** Begin **

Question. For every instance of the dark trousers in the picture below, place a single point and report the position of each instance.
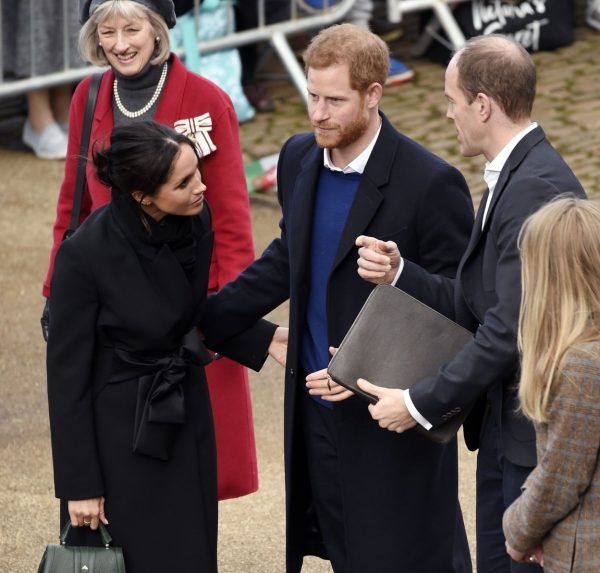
(498, 484)
(320, 438)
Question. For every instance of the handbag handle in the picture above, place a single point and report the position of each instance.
(83, 153)
(106, 538)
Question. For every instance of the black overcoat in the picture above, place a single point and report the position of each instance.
(400, 491)
(123, 343)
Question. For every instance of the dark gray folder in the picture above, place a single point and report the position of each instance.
(395, 341)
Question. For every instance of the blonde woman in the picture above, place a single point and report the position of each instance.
(556, 518)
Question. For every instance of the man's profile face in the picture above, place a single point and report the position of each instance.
(338, 113)
(464, 114)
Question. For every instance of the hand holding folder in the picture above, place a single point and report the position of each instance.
(394, 342)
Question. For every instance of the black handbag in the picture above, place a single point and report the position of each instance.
(65, 558)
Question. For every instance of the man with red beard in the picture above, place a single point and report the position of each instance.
(362, 497)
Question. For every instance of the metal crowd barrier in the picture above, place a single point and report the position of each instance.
(300, 20)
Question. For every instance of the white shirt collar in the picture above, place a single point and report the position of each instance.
(358, 164)
(495, 166)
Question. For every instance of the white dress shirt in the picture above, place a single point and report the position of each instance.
(491, 176)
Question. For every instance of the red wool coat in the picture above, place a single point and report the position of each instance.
(189, 103)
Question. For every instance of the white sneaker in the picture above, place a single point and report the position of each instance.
(51, 143)
(592, 17)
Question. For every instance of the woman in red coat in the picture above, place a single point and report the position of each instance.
(145, 81)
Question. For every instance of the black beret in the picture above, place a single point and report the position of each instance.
(163, 7)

** End **

◆ Problem details ◆
Write out again the lines between the one holding "Question. For every instance of the black beret" and the end of the lines, inclusive, with the request unchanged and 97 added to each number in the point coordinates.

◆ Solution for this task ◆
Question. For every instance of the black beret in the picture above, place a single point and report the position of each instance.
(260, 104)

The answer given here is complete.